#### GIVEN RECORDS:
__________
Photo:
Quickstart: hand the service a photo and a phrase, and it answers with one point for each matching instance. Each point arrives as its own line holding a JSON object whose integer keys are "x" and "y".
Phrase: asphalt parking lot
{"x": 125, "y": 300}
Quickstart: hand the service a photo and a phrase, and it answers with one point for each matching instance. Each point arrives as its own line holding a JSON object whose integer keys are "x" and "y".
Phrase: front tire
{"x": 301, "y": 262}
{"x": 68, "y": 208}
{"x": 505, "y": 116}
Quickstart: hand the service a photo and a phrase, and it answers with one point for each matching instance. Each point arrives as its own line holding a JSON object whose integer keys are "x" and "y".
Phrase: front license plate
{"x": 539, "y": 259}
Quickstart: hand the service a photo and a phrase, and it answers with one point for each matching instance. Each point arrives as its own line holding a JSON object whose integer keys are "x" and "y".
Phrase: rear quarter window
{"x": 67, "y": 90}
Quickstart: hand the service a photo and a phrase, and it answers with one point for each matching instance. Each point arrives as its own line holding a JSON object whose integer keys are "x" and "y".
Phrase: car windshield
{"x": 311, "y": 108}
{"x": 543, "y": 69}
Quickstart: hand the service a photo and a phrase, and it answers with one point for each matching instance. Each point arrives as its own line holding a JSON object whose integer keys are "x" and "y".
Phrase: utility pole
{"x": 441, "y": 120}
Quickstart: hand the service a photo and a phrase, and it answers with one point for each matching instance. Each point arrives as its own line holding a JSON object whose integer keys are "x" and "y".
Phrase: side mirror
__________
#### YOUR OBJECTIVE:
Above are the records; retype every one exactly.

#### ANSWER TO THE PROBLEM:
Photo:
Quickstart: hand the service a photo and a phrase, and it answers with one point for each matching instance. Each point arrives as its own line holding a JSON object whose integer keys are "x" and "y".
Phrase: asphalt parking lot
{"x": 125, "y": 300}
Quickstart: hand the service a photo and a phrase, and it answers with one point for each matching instance. Each point arrives as its own line holding a JSON object whose integer keys are "x" and "y".
Phrase: front tire
{"x": 301, "y": 262}
{"x": 68, "y": 208}
{"x": 505, "y": 116}
Quickstart: hand the service a photo and a phrase, and it answers with one point for each matching instance. Each point arrives as its own line holding a JSON object whose integer keys are "x" and "y".
Phrase: front license plate
{"x": 539, "y": 259}
Quickstart: hand the service a photo and a phrase, and it answers with one point for each matching instance. Each point arrives as its own line holding a JSON object whose integer keys are "x" and "y".
Phrase: rear quarter window
{"x": 67, "y": 90}
Quickstart: hand the service a photo and a phrase, and it answers with one point for each matching instance. Each point arrives as its own line holding a JSON object whose integer keys are "x" and "y".
Phrase: car windshield
{"x": 311, "y": 108}
{"x": 543, "y": 69}
Quickstart: hand the service a photo and a phrase, and it answers with one point for each matching instance. Each point arrives as its own line holding a JSON object whose integer keys are "x" and "y".
Phrase: utility pole
{"x": 441, "y": 120}
Quickstart: hand the service a photo and a phrase, and it answers with one point for each matching instance. Each point arrives as its own line holding a JSON object whose integer keys are "x" and "y".
Phrase: side mirror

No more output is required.